(Dataset rows)
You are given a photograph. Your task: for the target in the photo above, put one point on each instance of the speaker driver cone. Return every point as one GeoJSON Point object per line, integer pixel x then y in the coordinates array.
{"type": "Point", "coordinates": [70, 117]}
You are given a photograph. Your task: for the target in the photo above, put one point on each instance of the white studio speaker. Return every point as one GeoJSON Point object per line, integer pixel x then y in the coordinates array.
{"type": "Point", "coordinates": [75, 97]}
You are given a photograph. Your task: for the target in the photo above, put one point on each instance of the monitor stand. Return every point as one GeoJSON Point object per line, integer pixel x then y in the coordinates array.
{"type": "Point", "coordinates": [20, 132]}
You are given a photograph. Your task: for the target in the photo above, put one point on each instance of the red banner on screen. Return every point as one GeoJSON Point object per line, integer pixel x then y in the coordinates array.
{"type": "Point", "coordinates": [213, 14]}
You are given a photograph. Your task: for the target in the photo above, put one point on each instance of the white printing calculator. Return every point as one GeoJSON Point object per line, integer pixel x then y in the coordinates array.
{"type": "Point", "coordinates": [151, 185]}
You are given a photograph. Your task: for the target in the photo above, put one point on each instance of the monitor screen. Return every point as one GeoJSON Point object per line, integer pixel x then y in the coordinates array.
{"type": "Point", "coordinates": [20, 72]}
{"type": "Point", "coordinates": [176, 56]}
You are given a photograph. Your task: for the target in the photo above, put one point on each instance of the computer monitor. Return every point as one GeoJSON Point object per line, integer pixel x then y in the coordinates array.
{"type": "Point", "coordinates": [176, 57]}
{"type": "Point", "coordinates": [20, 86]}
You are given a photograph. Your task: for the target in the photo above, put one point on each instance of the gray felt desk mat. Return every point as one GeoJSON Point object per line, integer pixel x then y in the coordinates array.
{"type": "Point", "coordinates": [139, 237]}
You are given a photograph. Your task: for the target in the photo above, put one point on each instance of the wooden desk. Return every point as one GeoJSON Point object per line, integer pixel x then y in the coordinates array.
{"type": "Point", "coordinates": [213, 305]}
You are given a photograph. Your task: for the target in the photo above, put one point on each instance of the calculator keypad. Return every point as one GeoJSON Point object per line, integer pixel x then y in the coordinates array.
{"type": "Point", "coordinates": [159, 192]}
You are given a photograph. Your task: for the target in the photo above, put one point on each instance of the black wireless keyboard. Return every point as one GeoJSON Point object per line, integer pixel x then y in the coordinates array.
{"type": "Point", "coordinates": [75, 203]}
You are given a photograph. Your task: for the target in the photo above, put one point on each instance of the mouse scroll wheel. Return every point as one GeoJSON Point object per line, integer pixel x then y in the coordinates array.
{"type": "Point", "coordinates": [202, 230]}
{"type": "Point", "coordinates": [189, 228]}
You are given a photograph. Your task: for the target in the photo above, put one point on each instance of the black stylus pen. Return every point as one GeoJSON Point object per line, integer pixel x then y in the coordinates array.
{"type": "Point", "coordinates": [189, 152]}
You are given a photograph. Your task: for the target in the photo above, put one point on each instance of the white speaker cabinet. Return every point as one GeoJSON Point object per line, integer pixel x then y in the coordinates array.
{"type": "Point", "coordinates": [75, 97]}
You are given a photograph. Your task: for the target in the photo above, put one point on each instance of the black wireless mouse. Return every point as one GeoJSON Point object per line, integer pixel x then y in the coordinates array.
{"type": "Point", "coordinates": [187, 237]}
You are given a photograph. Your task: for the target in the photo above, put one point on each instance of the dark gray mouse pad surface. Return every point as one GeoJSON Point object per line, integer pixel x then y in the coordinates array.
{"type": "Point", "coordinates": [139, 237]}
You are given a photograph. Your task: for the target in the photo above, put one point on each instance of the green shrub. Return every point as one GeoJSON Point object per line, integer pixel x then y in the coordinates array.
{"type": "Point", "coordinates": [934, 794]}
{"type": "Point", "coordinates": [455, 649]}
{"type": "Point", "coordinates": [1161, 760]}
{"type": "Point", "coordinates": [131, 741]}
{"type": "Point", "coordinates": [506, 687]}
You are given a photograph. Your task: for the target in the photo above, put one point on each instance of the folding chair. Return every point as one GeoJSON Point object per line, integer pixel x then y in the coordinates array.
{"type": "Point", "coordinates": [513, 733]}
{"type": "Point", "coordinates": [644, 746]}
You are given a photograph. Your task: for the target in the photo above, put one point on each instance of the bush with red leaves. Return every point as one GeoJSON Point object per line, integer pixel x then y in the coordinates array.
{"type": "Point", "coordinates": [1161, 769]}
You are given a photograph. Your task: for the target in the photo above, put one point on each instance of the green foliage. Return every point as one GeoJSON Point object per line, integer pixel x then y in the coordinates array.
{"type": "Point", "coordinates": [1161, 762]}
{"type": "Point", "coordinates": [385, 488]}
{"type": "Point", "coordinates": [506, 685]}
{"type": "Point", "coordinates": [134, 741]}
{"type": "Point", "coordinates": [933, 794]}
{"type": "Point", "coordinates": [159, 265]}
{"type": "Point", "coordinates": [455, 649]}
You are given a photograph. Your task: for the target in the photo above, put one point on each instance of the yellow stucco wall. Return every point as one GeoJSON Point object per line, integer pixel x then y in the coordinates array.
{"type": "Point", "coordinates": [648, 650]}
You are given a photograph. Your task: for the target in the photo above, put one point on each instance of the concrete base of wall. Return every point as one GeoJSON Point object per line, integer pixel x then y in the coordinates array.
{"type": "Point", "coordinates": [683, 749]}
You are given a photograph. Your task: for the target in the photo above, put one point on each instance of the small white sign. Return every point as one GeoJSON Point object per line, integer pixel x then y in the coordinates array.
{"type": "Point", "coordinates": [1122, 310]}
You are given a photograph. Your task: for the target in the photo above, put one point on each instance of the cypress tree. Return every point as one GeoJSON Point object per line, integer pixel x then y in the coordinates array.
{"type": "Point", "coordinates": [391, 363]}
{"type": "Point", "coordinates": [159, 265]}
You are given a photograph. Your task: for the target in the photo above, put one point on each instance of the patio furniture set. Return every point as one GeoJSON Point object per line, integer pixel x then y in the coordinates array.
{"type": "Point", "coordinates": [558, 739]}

WHAT YOU ARE ASKED TO DO
Starting at the line that contains "of the small", copy each line exactly through the end of the listing above. Include that first line and the last one, and add nothing.

WRITTEN ANSWER
You are given a photograph. Your task: for the target in the photo above, put one point on each instance of the small white sign. Return every point as one GeoJSON Point object per line, integer pixel x then y in the coordinates array.
{"type": "Point", "coordinates": [1122, 310]}
You are given a photograph. Your task: for the target in the photo above, put one point on each instance of the cypress tree. Return every point as one GeoJSON Point object per line, integer pixel x then y in the coordinates array.
{"type": "Point", "coordinates": [391, 363]}
{"type": "Point", "coordinates": [159, 265]}
You are given a photograph. Your task: for the target in the photo above, put one point on each instance of the patio furniture set. Return every point as one GeoJSON Point object per line, integer pixel x then y in the coordinates array.
{"type": "Point", "coordinates": [558, 739]}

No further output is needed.